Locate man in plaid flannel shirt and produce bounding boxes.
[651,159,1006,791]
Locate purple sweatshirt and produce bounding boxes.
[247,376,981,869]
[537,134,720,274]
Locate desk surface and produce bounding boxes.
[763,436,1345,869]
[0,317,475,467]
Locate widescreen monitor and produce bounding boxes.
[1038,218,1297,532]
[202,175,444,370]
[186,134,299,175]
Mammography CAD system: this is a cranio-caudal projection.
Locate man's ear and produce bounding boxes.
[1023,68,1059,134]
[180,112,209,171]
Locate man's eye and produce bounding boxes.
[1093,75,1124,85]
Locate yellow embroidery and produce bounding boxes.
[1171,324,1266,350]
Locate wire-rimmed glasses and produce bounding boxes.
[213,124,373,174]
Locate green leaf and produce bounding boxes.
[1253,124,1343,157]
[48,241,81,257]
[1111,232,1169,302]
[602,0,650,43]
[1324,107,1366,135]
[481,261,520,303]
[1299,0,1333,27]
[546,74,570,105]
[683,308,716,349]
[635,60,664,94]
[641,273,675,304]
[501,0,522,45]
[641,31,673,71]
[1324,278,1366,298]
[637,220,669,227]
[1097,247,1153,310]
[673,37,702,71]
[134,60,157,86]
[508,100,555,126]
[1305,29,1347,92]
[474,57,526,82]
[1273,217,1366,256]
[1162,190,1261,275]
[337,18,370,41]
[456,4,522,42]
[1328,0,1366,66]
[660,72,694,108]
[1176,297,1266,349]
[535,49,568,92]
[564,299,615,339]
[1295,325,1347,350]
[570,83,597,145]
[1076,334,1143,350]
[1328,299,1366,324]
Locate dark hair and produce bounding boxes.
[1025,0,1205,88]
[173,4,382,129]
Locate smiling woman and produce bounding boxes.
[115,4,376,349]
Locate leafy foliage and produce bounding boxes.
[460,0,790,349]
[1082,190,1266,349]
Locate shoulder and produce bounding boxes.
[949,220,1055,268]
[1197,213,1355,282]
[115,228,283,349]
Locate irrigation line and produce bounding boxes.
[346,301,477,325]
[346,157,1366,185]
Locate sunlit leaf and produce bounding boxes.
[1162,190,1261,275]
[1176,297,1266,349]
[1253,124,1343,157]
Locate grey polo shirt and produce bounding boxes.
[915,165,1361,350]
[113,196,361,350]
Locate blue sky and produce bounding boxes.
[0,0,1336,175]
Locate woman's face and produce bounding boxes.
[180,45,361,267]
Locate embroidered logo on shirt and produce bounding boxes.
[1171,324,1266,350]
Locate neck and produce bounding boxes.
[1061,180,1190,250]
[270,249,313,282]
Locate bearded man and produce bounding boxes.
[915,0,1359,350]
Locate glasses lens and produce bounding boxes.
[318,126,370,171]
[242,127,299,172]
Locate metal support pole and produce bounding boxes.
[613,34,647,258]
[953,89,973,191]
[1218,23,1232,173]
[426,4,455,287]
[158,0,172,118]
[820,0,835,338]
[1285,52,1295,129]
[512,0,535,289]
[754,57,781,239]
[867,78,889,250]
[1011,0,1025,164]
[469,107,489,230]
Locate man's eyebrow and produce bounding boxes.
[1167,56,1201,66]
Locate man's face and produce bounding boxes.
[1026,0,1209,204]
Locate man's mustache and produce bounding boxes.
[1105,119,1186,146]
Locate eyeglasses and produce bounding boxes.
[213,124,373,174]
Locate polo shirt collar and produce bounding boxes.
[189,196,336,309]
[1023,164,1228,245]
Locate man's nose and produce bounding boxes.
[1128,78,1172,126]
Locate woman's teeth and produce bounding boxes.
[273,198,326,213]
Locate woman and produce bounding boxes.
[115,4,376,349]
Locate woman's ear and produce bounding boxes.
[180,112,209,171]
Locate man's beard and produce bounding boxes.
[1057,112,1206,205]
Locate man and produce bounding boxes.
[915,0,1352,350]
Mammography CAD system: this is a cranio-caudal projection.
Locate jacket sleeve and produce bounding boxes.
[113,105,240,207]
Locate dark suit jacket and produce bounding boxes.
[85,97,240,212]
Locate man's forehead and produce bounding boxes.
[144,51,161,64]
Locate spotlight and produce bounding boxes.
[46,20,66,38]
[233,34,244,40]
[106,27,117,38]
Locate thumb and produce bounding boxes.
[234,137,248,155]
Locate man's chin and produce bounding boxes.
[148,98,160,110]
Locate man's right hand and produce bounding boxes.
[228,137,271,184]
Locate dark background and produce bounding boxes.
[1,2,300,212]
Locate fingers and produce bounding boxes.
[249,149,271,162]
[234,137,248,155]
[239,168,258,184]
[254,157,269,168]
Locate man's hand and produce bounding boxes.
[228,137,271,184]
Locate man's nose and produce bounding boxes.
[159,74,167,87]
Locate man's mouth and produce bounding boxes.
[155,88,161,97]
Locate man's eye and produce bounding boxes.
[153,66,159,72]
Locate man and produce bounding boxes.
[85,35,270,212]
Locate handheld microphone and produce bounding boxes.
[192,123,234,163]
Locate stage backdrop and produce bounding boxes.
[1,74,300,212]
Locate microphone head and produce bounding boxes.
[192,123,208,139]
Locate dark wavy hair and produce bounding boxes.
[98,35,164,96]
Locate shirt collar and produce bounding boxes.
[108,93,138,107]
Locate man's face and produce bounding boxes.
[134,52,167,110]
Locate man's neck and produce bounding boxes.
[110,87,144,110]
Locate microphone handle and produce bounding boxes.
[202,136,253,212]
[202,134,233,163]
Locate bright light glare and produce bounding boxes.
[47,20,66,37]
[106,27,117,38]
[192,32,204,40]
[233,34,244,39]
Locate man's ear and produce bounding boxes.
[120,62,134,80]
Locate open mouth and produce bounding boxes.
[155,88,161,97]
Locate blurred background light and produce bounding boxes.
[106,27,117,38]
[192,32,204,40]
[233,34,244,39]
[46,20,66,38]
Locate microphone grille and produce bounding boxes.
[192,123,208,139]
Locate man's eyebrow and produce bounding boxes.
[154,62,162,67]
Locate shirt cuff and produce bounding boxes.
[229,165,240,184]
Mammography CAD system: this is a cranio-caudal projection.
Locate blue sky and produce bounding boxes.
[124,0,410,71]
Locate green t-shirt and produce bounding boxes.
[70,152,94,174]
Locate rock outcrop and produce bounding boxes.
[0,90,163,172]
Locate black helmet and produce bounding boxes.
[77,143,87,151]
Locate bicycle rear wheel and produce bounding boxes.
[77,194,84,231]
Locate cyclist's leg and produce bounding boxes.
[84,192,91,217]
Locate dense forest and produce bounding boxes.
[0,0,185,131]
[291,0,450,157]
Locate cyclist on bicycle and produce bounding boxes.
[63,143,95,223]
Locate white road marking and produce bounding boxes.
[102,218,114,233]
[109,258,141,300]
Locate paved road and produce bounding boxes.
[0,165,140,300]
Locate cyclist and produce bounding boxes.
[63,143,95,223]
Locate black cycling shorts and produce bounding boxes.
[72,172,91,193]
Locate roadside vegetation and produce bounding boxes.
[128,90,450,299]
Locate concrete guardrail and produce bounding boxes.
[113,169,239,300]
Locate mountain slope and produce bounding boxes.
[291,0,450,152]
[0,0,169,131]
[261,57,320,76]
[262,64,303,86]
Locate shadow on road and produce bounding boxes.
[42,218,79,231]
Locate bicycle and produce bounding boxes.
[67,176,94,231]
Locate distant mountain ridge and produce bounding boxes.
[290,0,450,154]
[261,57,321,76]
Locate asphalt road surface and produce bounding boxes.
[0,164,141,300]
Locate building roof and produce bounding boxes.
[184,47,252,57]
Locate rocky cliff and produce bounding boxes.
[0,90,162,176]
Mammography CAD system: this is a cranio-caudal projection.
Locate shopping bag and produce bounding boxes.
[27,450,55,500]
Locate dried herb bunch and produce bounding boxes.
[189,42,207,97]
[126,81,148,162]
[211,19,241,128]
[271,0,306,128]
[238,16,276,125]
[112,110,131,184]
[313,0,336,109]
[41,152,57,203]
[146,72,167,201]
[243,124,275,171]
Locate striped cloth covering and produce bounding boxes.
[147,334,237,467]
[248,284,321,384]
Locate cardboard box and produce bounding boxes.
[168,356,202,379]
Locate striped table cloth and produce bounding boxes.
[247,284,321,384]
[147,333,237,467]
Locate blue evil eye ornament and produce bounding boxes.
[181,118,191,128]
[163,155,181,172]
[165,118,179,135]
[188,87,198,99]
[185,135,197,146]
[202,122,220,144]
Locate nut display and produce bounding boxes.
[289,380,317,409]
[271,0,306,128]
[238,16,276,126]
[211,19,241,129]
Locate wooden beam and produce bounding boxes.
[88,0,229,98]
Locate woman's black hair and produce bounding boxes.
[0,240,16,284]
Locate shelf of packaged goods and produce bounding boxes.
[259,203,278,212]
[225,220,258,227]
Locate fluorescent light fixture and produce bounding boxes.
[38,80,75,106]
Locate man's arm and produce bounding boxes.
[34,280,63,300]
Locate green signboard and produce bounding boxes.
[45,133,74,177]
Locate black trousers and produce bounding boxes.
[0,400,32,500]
****************************************
**What you need to do**
Convert the lines starting at the line containing "Locate man's mustache" and ending at the line containing "[273,198,326,213]" into a Markdown table with the columns Number and Line, giving each line a number. Leave out any blank lines.

**Expected answer**
| Number | Line |
|---|---|
| 1 | Locate man's mustache and produce bounding boxes. |
| 2 | [1105,119,1186,146] |
| 3 | Locate eyeglasses and produce bounding boxes. |
| 4 | [213,124,373,174] |
| 5 | Locate polo shirt collar and produce bounding boxes. |
| 6 | [189,196,336,309] |
| 7 | [1023,164,1228,245] |
| 8 | Locate man's nose and produce bounding boxes. |
| 9 | [1128,78,1172,126] |
| 10 | Locate woman's teeth and produce bounding boxes. |
| 11 | [273,198,326,213] |